--- Page text ---
-*-*-
Hacker News new | past | comments | ask | show | jobs | submit login
Full-history English Wikipedia dump produced: 5.6TB uncompressed, 32GB 7z'd (infodisiac.com)
58 points by chl on April 14, 2010 | hide | past | favorite | 32 comments



Doesn't include deleted articles, so no hope if you want to recover one of them. This is a pity since Wikipedia deletes too many articles.


That's talked about on and off, but one issue is that they'd have to filter deleted articles by deletion reason, at least broadly into "deleted for legal reasons" and "deleted for non-legal reasons" bins. There'd be no problem distributing a dump of articles deleted due to non-notability, but a dump of articles axed for copyright violation, libel, or other legal issues would be a problem.

For specific articles deleted for non-legal reasons (most commonly notability), you can get a copy from a WP admin. Some have volunteered themselves as willing to answer requests: http://en.wikipedia.org/wiki/Category:Wikipedia_administrato...


Surely articles have posted on them, or their talk pages, the reason for deletion to allow for responses? Also there should be some way for people to find that an article has been deleted so that they don't recreate the article and repeat the error. Indeed rather than delete couldn't a placeholder be implemented.

Wrong forum for these suggestions but I've never had the time or inclination to attempt to reach the Wikipedia inner sanctum.


Yeah, the deleted articles could probably be automatically filtered, at least on a fail-safe basis by only dumping the ones that have a known "not a legal issue" deletion reason, like "notability" (there are even semi-formalized deletion codes, itself a mild absurdity). There are probably non-technical / non-legal reasons people don't want to dump them, but there's also some of just a "not a priority" aspect. The dump reported in this story is actually the first successful full-history dump in quite some time, because the dump scripts were perennially broken / bogging down due to the size of the data / crashing due to MySQL weirdness. So most of the dump effort has been on just getting the official stuff out. Next up on the priority list will probably be some way of doing image dumps.

You do get a bit of a warning if you recreate a deleted page. When you go to the editing screen at the title of an article that was previously deleted, it'll show you the summary from the deletion log at the top, and ask you if you're sure you want to recreate it. There's also a "nothing can go here" protected placeholder used for articles that are persistently being recreated, which'll make it impossible to edit at that ___location.
-*-*-
--- Tasks and exercises ---
- 1) According to the Hacker News thread, what will probably be next on the priority list for dumps?
- 2) Please retype the part of the Hacker News thread that opens with the words containing "That's talked about" and closes with "be a problem.".
- 3) Continue the Hacker News thread about the Wikipedia dump, starting after its last comment.
-*-*-
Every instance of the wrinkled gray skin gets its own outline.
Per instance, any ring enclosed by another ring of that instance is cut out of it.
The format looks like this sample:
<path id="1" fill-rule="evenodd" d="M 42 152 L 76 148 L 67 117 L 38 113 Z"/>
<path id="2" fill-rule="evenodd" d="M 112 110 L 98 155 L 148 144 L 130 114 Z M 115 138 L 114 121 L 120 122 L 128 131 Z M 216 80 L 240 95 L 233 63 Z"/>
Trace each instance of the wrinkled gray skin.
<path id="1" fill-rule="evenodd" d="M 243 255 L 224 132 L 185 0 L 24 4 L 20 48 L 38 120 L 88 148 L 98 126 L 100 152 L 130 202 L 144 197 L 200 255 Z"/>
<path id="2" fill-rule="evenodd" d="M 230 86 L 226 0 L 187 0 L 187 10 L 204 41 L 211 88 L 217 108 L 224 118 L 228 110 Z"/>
-*-*-
--- Expected answers ---
- 1) Some way of doing image dumps.

- 2)
That's talked about on and off, but one issue is that they'd have to filter deleted articles by deletion reason, at least broadly into "deleted for legal reasons" and "deleted for non-legal reasons" bins. There'd be no problem distributing a dump of articles deleted due to non-notability, but a dump of articles axed for copyright violation, libel, or other legal issues would be a problem.

- 3)
Yeah, I can sympathize on the Wikipedia-inner-sanctum thing. I was actually pretty deeply into it (I've been an admin since '04, was formerly on the Arbitration Committee, formerly active on the mailing lists, etc.), but as the Policy And Process kept accumulating, I lost interest in navigating it, so am more on the periphery these days. It's probably inevitable that things would go that direction, because in the early days there were probably <100 Wikipedians active enough to form the Wikipedia Cabal, all of whom at least recognized each others' names, so stuff could be pretty informal. But it's hard to scale that up to a site with 1700 admins and 15k+ editors. A lot of things are kind of lame about how things are organized these days, but honestly I have no idea how I'd do it better; despite its flaws it's often still amazing to me that Wikipedia works at all.


Deleted articles are stored in the "archive" table. They may have changed this since then, but last time I checked toolserver (http://toolserver.org/) users had access to that table.


> 5.6 Tb uncompressed, 280 Gb in bz2 compression format, 32 Gb in 7z compression format

Wow, I didn't know 7z was this much better than bz2. Is this the expected result, or is there something special with Wikipedia that plays to the strengths of 7z?


I'd guess it has to do mainly with 7z being able to use a larger block size, while bzip2's is 900kb; and possibly being able to do something better with large runs of repeated text. There are large articles with hundreds of revisions in a row that leave most of the content unchanged; [[George W. Bush]], for example, is around 180kb per revision, and is edited a lot, mostly with minor changes. So bzip2's block size means it can only squeeze 5 revisions per block: so in the degenerate case where 100 edits in a row changed only one character each, bz2 would be storing 20 or so basically identical copies of the article.

IIRC from some tests a year or so ago, Wikipedia hasn't found any significant improvement from 7z over bz2 on the current-revisions-only dump, which looks more like just normal English text; that's why it doesn't bother to provide a separate 7z version of that. It seems to only be this pattern of [200kb article][almost the same 200kb article][almost the same 200kb article again] that 7z kills bz2 on.


It would be cool to see how the 7z archive compares to rzip, which (I think) might have the largest input size window of them all (up to 900MB). This software was written by Andrew Tridgell of rsync fame. It's major drawback is that it cant work on stdio and uses tons of RAM.


Does Wikipedia really store every single revision of every single file? As in, not deltas? Why is it done that way?


In the dump, I think for robustness and ease of extracting subsets.

Robustness: Having to essentially play back a log to recover any particular revision increases a chance of something eventually getting corrupted, and so it's somewhat safer to avoid it in something intended to be archival.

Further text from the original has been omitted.